Fay Loomis


The hardest thing I have ever done is stand on one leg. I do "one-leggers," alternating between the weak and strong leg, as part of my post-stroke exercise program.

A year ago, I suffered a stroke. Deep in my marrow, I know why the words "suffer" and "stroke" are linked. In addition to obvious physical suffering, emotional, mental, and spiritual suffering are companions of apoplexy.

We owe the Greeks the words "apoplexy" and "stroke." They believed that when one suffered stroke symptoms, the Gods had struck that person. That's where the spiritual angst enters my psyche. Why do the gods thwack you? I have yet to find an answer.

My Dad liked to hit us kids upside the head with the same sudden unpredictability. Maybe, if he were alive, he could help me find answers. As one who also suffered a stroke, he could share how he walked the labyrinthine path through the stroke maze. I could also thank him for the inherited tendency toward vascular disease.

####

- _WORK TO COMPLETE_:
Answer these questions about the stroke essay:
1. What does the writer call the hardest thing they have ever done?
2. How long ago did the writer have a stroke?
3. To whom does the writer say we owe the words "apoplexy" and "stroke"?

- _SUPPLIED INFORMATION_:
####

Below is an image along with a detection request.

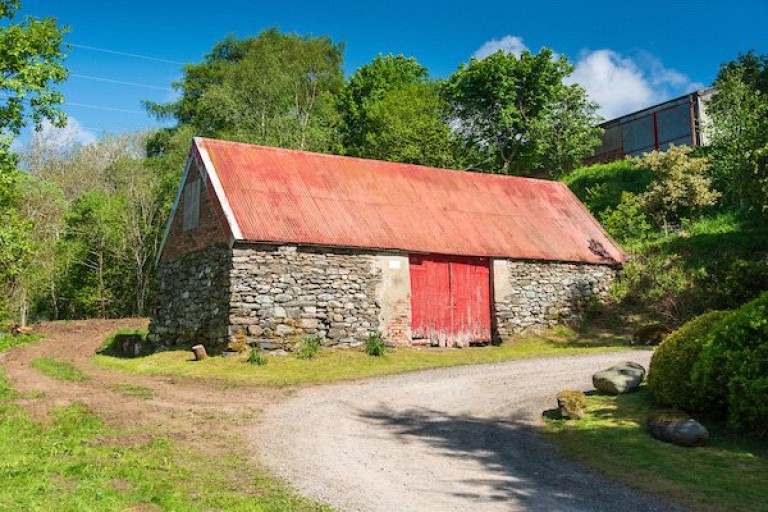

####

- _RESULT OF THIS EXERCISE_:
1. Standing on one leg.
2. A year ago.
3. The Greeks.